Problem to solve — Return the entries below in full. Keep every word as it is.

Task input —

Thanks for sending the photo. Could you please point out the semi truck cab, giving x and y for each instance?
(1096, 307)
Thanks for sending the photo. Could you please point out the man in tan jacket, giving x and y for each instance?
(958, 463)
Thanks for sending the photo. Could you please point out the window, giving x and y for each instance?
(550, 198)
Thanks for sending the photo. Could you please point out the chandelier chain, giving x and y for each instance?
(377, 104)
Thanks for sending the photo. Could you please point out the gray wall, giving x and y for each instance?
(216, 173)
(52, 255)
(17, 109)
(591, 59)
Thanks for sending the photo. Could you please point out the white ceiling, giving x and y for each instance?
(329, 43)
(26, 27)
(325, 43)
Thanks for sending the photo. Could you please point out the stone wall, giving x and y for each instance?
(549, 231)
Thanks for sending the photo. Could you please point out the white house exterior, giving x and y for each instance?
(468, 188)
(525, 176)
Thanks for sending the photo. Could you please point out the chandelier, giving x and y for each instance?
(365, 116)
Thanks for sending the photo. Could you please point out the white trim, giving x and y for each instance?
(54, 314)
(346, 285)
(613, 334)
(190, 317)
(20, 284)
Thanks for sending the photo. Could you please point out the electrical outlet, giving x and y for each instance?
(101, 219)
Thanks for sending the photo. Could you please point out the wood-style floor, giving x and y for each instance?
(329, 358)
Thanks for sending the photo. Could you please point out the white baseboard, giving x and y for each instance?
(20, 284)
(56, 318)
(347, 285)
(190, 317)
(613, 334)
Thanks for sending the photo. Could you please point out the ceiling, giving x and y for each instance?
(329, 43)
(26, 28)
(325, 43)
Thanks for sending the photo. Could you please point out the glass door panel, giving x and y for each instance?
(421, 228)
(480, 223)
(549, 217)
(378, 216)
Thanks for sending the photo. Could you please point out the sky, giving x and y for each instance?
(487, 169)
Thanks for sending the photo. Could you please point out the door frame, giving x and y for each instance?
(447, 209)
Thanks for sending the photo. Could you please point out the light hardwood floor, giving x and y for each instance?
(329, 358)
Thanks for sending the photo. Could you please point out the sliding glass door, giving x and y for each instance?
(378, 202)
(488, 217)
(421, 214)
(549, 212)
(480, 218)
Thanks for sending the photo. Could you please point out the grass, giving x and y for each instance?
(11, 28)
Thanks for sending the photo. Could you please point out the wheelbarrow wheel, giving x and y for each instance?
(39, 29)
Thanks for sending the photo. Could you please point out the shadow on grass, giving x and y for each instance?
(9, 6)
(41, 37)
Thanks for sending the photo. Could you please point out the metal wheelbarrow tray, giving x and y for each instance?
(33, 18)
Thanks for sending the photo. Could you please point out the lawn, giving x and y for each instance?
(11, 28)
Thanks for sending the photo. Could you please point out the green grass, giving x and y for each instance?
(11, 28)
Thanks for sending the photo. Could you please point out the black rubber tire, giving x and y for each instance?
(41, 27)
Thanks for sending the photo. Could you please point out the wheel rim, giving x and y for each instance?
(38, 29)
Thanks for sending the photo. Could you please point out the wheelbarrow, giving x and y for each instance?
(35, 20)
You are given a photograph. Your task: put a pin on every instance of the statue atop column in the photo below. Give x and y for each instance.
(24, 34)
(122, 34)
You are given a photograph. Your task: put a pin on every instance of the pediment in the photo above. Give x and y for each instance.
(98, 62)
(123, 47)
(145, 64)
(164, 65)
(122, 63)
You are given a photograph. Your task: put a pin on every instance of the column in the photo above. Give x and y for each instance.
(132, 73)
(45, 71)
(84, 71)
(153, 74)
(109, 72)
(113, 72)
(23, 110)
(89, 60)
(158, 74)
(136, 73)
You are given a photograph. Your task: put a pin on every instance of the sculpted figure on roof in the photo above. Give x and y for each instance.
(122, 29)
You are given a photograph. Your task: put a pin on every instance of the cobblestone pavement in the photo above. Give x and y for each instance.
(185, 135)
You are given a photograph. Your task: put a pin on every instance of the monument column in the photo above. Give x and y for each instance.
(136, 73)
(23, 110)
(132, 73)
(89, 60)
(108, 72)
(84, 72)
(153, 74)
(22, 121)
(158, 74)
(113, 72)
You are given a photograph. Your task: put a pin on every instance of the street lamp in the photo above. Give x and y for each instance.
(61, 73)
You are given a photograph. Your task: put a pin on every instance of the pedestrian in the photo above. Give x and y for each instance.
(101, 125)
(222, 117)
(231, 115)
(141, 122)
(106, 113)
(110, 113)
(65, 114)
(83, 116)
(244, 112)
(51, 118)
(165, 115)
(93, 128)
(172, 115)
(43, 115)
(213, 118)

Response below —
Thanks for sending the photo. Could you please point out the semi truck cab, giving x and y for each instance?
(1096, 307)
Thanks for sending the photo. Could you please point out the man in tan jacket, giving x and y for each instance?
(958, 463)
Thanks for sending the photo. Could you please point out the window, giving x and y for each instance?
(550, 198)
Thanks for sending the photo. Could you please point out the chandelier chain, giving x and y for each instance?
(377, 104)
Thanks for sending the photo. Could you please point out the gray wall, giving x and y for each instance?
(216, 173)
(52, 255)
(17, 109)
(591, 59)
Thanks for sending the photo. Could you please point out the white ceiling, giving x and y for each instance?
(329, 43)
(26, 27)
(325, 43)
Thanks for sending the photo. Could you please point out the stone wall, giving x and y for each instance?
(549, 231)
Thanks for sending the photo. Could you please point out the white house exterior, giving x and y for each instance?
(468, 188)
(525, 176)
Thanks for sending the photo. Could you please point out the chandelier, giving x and y for each instance?
(365, 116)
Thanks for sending the photo. Could you please point out the white trim, giving x and y for each instance?
(54, 314)
(346, 285)
(613, 334)
(190, 317)
(20, 284)
Thanks for sending the photo. Could you please point out the electrical outlet, giving x and y for each instance?
(101, 219)
Thanks for sending the photo. Could you please point out the wood-style floor, giving x and y for each instance?
(329, 358)
Thanks for sending the photo. Could you please point out the white baseboard, giving x and y for each instance?
(20, 284)
(56, 318)
(347, 285)
(190, 317)
(613, 334)
Thanks for sending the photo. Could you please point out the ceiling, giving x and y for each instance?
(329, 43)
(26, 28)
(325, 43)
Thanks for sending the photo. Could you please point out the glass door panel, giving x and y for each instance?
(421, 228)
(480, 223)
(549, 217)
(378, 216)
Thanks for sending the photo. Could you please point out the sky, giving x and y for each instance?
(487, 169)
Thanks for sending the photo. Could you please point out the door frame, giving x and y for each instance?
(447, 209)
Thanks for sending the photo. Could you please point out the light hardwood floor, giving x and y for each instance?
(329, 358)
Thanks for sending the photo. Could you please point out the sliding glass door, giving x and y for each instance?
(378, 202)
(488, 217)
(421, 214)
(549, 212)
(480, 218)
Thanks for sending the photo. Could you please point out the grass, giving x and y for each instance?
(11, 28)
Thanks for sending the photo. Could you please point out the wheelbarrow wheel, giving x and y for each instance?
(39, 29)
Thanks for sending the photo. Could you please point out the shadow on grass, giving x and y for each instance?
(9, 6)
(41, 37)
Thanks for sending the photo. Could you please point out the metal wheelbarrow tray, giving x and y for each instance?
(33, 18)
Thanks for sending the photo. Could you please point out the lawn, giving x and y for each instance?
(11, 28)
Thanks for sending the photo. Could you please point out the green grass, giving x and y for each instance?
(11, 28)
Thanks for sending the photo. Could you please point out the black rubber tire, giving x and y for each instance?
(41, 27)
Thanks for sending the photo. Could you please point out the wheel rim, giving x and y for each instance?
(38, 29)
Thanks for sending the photo. Could you please point out the wheelbarrow, giving x and y for each instance?
(35, 20)
You are given a photograph. Your task: put a pin on every instance of the statue atop column in the photo below. Give x and y for each instance.
(24, 34)
(122, 34)
You are given a photograph. Your task: put a pin on every instance of the pediment in the photo above. Give x and y for each instance.
(98, 62)
(123, 47)
(145, 64)
(164, 65)
(122, 63)
You are given a photograph. Your task: put a pin on every instance of the column in the photo above. Give x and y for each instance.
(132, 73)
(45, 71)
(84, 71)
(153, 74)
(109, 72)
(113, 72)
(23, 110)
(89, 60)
(158, 74)
(136, 73)
You are given a photograph. Your task: put a pin on every instance of the sculpted figure on roof in the photo above. Give x and y for each instance.
(122, 29)
You are given a photograph. Your task: put a pin on every instance of the cobblestone pavement in the photo above. Give x and y for each instance.
(185, 135)
You are given a photograph. Your task: put a pin on every instance of the monument column in the photo above. Give x and y for each instance.
(136, 73)
(23, 110)
(132, 73)
(89, 60)
(108, 72)
(84, 72)
(153, 74)
(22, 121)
(158, 74)
(113, 72)
You are given a photograph. Your task: put a pin on every instance of the street lamp in the photo above. Give x and y for each instance.
(61, 73)
You are given a photograph. Your task: put a pin on every instance of the pedestrian in the photo above. Give x and y for each instance.
(101, 125)
(222, 117)
(231, 115)
(141, 122)
(106, 113)
(110, 113)
(65, 114)
(83, 116)
(244, 112)
(51, 118)
(165, 115)
(93, 128)
(172, 115)
(43, 115)
(213, 118)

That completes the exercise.